- Tasks to complete
A. In the service agreement extract, rewrite the passage from "4. Client Responsibilities" up to and including "for the Platform.", changing "Authorised Users" to "Permitted Users".
B. According to the service agreement extract, what would lead the Client to choose not to renew the Service Agreement, and how must it do so? Answer in one to three sentences.
C. For each statement, say whether it agrees with the service agreement extract. Answer yes or no and quote the deciding words.
(i) The Company must give the Client at least thirty days' advance notice of a Fee increase.
(ii) The Client must send its list of Authorised Users to the Company every month.
(iii) Adjusted Fees do not apply to automatic renewals.

3.7. The Company reserves the right to increase the Fees for the Services at each renewal term up to the then-current list price. The Company will provide the Client with at least thirty (30) days’ advance notice of any such Fee increase before the commencement of the renewal term. The adjusted Fees will be applicable starting from the first renewal period following such notice, including any automatic renewals. If the Client does not agree to this increase, the Client can choose not to renew the Service Agreement at the end of the then-current term by giving the notice in accordance with Clause 15.2.
4. Client Responsibilities
4.1. The Client shall maintain a list of those of its employees it has authorised to use the Services and to whom it has issued IDs and passwords (“Authorised Users”) and shall provide the same to Company upon request.
4.2. The Client shall manage and safeguard at their own responsibility the IDs, passwords, and other information for the Platform.
4.3. The Client shall be responsible for ensuring that it appropriately manages the authorisation of its users and their use of the Platform (and the use of their IDs and passwords) in accordance with this Agreement. The Client shall not allow unauthorised users to access the Platform.

- Raw records
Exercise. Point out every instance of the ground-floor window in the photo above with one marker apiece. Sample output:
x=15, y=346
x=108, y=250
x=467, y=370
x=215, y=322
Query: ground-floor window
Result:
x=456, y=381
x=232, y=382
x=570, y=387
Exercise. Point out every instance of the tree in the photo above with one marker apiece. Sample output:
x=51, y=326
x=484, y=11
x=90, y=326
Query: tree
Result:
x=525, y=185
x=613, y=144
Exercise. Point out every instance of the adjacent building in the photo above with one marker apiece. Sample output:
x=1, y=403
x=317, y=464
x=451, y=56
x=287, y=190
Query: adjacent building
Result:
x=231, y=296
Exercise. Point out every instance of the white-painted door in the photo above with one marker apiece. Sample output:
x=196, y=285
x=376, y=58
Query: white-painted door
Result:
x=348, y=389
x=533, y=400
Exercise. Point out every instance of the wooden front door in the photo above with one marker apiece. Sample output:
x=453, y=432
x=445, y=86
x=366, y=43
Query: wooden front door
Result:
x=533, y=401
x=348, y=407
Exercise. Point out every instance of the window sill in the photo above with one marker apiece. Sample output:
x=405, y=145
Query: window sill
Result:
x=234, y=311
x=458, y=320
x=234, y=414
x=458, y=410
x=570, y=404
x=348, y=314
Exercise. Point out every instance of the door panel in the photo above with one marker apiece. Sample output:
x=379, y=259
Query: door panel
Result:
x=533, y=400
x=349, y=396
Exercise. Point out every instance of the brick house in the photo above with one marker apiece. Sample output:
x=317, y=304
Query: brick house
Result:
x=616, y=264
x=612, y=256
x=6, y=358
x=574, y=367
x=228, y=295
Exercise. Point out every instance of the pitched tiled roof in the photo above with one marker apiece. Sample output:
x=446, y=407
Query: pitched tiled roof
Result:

- Problem solutions
A.
4. Client Responsibilities
4.1. The Client shall maintain a list of those of its employees it has authorised to use the Services and to whom it has issued IDs and passwords (“Permitted Users”) and shall provide the same to Company upon request.
4.2. The Client shall manage and safeguard at their own responsibility the IDs, passwords, and other information for the Platform.

B. The Client can choose not to renew if it does not agree to a Fee increase. It must do so at the end of the then-current term by giving notice in accordance with Clause 15.2.

C.
(i) Yes: "at least thirty (30) days’ advance notice of any such Fee increase"
(ii) No: "shall provide the same to Company upon request"
(iii) No: "including any automatic renewals"